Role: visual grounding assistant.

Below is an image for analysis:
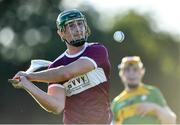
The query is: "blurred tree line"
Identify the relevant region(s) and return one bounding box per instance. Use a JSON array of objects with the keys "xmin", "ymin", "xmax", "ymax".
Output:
[{"xmin": 0, "ymin": 0, "xmax": 180, "ymax": 124}]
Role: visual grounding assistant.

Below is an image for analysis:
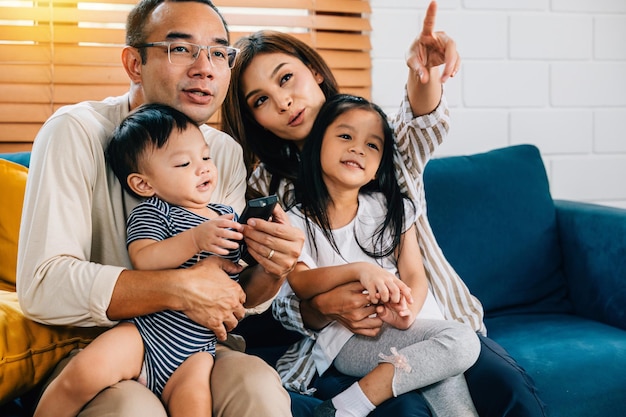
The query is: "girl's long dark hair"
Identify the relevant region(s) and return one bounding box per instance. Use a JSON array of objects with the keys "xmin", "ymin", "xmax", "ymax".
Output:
[
  {"xmin": 295, "ymin": 94, "xmax": 412, "ymax": 258},
  {"xmin": 221, "ymin": 30, "xmax": 338, "ymax": 194}
]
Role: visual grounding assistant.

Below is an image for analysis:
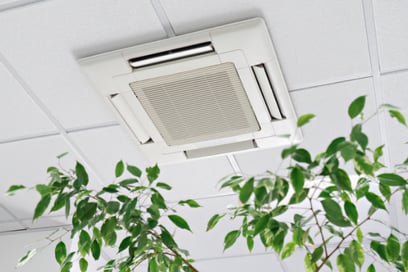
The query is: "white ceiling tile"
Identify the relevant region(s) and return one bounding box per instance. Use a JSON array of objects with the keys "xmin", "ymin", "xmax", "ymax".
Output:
[
  {"xmin": 0, "ymin": 63, "xmax": 56, "ymax": 142},
  {"xmin": 159, "ymin": 156, "xmax": 234, "ymax": 200},
  {"xmin": 0, "ymin": 0, "xmax": 165, "ymax": 131},
  {"xmin": 0, "ymin": 231, "xmax": 70, "ymax": 272},
  {"xmin": 162, "ymin": 0, "xmax": 371, "ymax": 89},
  {"xmin": 194, "ymin": 254, "xmax": 284, "ymax": 272},
  {"xmin": 0, "ymin": 221, "xmax": 25, "ymax": 232},
  {"xmin": 69, "ymin": 126, "xmax": 147, "ymax": 184},
  {"xmin": 236, "ymin": 79, "xmax": 381, "ymax": 175},
  {"xmin": 0, "ymin": 207, "xmax": 14, "ymax": 223},
  {"xmin": 384, "ymin": 110, "xmax": 408, "ymax": 165},
  {"xmin": 291, "ymin": 79, "xmax": 382, "ymax": 156},
  {"xmin": 381, "ymin": 71, "xmax": 408, "ymax": 110},
  {"xmin": 373, "ymin": 0, "xmax": 408, "ymax": 72},
  {"xmin": 0, "ymin": 136, "xmax": 74, "ymax": 218}
]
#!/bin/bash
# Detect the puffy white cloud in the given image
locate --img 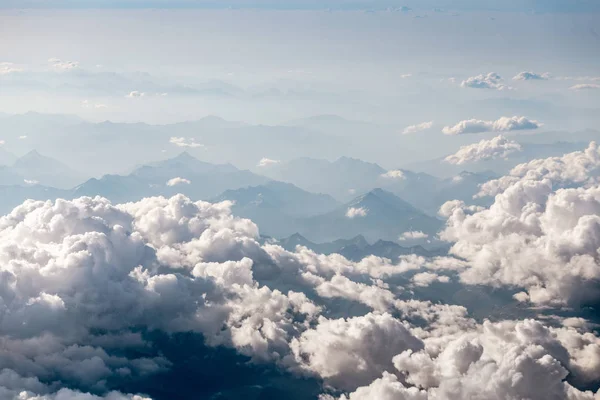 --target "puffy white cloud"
[256,157,281,167]
[0,62,23,75]
[291,313,424,389]
[569,83,600,90]
[440,143,600,305]
[398,231,429,240]
[513,71,550,81]
[444,135,522,165]
[167,177,192,186]
[48,58,79,71]
[169,136,204,148]
[381,169,406,180]
[402,121,433,135]
[346,207,369,219]
[0,195,600,400]
[332,320,598,400]
[460,72,511,90]
[125,90,146,98]
[442,116,543,135]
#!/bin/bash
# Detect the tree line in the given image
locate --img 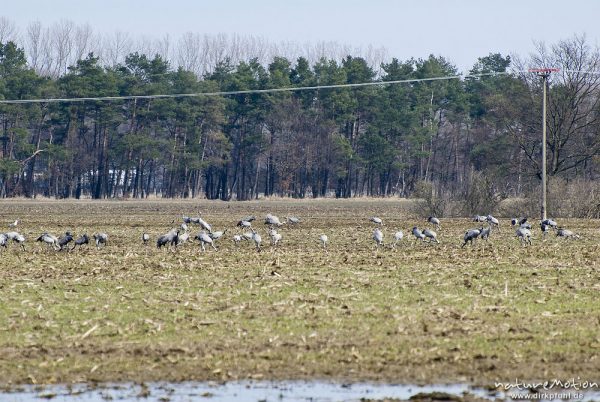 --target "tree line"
[0,36,600,207]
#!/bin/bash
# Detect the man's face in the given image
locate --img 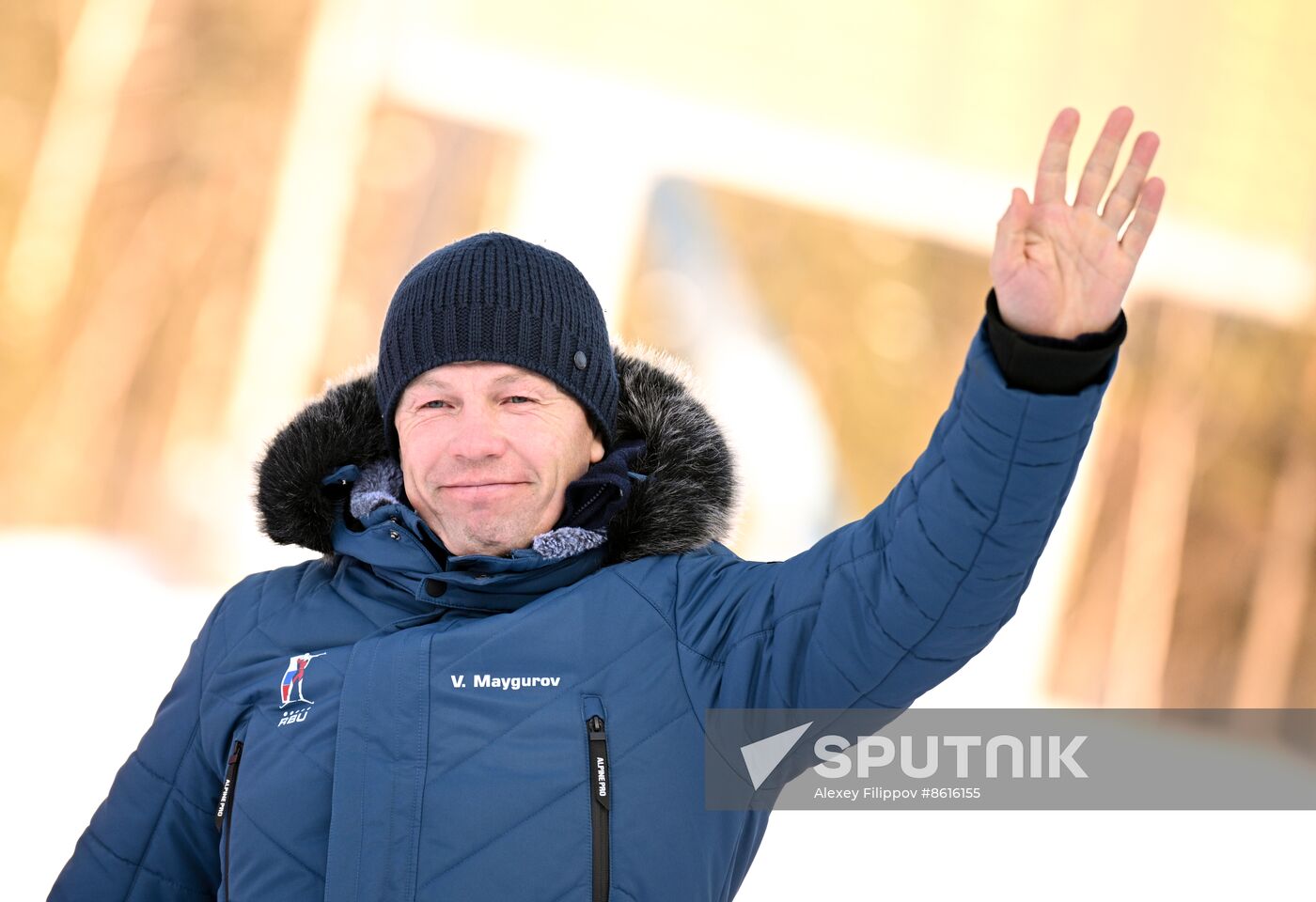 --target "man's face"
[394,362,603,556]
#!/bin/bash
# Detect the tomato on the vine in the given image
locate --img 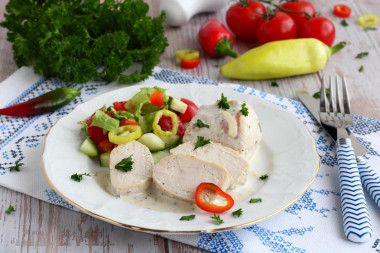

....................

Instruction — Pull out each line of the material above that contains the word "Detect", and copy every such line unchanged.

Answer —
# Detect the puffy white cloud in the given image
# Detect the tree line in the given image
# Detect the man's face in the given image
# Detect the tomato on the vine in the given image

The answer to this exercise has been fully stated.